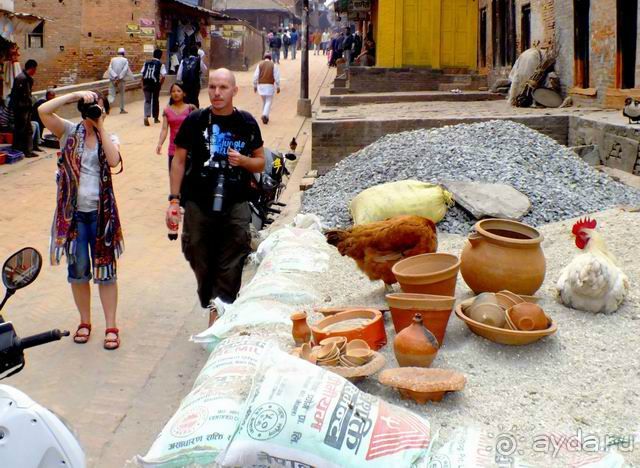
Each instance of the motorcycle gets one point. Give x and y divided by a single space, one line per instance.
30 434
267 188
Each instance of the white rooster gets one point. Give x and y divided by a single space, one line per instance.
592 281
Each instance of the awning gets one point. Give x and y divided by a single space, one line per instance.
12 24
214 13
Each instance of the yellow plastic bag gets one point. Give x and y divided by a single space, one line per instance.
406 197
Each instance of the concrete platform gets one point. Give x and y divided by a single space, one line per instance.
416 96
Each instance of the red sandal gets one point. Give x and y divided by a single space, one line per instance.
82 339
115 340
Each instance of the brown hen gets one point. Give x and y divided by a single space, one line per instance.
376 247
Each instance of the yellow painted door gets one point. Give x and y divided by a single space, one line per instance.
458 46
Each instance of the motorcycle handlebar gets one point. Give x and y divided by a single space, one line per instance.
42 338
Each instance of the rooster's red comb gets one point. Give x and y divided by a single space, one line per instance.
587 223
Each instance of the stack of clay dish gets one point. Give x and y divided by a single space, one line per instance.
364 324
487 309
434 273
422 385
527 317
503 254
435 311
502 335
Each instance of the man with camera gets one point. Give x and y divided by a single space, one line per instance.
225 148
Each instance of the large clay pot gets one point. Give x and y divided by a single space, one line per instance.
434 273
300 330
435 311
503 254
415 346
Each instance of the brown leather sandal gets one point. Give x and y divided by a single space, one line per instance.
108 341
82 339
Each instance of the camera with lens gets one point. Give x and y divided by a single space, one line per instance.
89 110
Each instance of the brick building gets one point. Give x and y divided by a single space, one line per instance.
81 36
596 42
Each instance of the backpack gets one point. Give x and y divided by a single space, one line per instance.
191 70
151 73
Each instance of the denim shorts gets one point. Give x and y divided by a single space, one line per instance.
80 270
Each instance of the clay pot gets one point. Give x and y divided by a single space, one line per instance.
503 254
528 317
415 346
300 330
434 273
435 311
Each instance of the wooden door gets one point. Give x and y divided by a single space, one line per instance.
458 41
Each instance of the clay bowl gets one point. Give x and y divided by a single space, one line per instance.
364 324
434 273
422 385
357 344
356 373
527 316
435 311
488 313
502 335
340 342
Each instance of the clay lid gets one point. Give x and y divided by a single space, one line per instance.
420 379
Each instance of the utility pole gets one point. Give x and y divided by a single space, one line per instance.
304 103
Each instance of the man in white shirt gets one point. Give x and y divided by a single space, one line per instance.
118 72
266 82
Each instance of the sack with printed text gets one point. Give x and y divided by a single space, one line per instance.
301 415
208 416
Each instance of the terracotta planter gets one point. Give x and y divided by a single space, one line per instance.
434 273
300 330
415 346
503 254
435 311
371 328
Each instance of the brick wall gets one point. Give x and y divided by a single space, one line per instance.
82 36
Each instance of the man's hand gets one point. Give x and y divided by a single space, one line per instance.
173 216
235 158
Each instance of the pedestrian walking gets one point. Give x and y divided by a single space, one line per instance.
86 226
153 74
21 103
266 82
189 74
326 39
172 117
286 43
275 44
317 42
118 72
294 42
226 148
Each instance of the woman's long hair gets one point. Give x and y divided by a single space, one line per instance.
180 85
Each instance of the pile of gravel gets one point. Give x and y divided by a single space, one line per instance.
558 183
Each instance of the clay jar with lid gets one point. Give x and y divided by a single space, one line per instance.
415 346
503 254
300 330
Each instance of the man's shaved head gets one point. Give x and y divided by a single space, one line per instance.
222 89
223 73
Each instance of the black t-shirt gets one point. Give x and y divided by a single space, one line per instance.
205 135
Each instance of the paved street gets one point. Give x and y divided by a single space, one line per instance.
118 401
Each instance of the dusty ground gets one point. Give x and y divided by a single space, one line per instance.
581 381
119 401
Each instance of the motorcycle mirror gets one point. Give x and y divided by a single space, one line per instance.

■ WHAT THE EXERCISE ASKS
Transcribe exactly, and only, the lines from the one bearing "Each instance of the clay lid" through the last line of the entries, counting both.

■ REPLY
Each instance of the clay lid gets one point. Give x and y divided by a single space, one line per instance.
420 379
Each instance of the utility pole gets one point. Give x and y divided by a single space, one line per instance.
304 103
Each instance of the man in white shirt gets one point. Give x and y divided by a single space, one line per instance.
118 72
266 82
Each instance of the sack with printed text gets one point. Give x and y divided by a single space, one line per instance.
301 415
208 416
Each instance of the terracotta planter gets one point. Give x and y divided by a single space, one line per instance.
434 273
300 330
415 346
503 254
435 311
371 328
Each instance of the brick wall gets one point. Give x and y divided by a single space, one line per instance.
82 36
Each instance of the man's hand gets one point. Give x and y divided by a single space, one line per instance.
173 216
235 158
Each instance of the pedestrian walking gets one point. Give x and y divided by a single space, one line per instance.
86 226
153 74
21 103
266 82
189 74
326 39
172 117
286 43
275 44
317 42
118 72
294 42
226 148
Each instance of the woman's long hair gets one point. Give x and y divided by a single space, one line per instance.
180 85
Each instance of the pile of gravel gets one point. Give x and y divided by a single space, one line per instance.
558 183
Each instance of the clay jar with lid gets one point. Give x and y divided by a single space, one line per instance.
415 346
503 254
300 330
Each instance of the man's shaved head gets one point. Give x and y divided by a single space, one line per instance.
222 89
223 73
Each instance of the black t-shirt gets one point. Give x and y divided by a single space, one line per instance.
205 135
Each instance of the paved street gets one point. Give x and y divided by a single space, one line per instance.
118 401
Each instance of the dusty ground gets one point. Give x and y divided by a single space, one line per instance.
581 381
119 401
Each instance of the motorcycle mirror gets one point. Give x and y divided by a single space, one line per instance.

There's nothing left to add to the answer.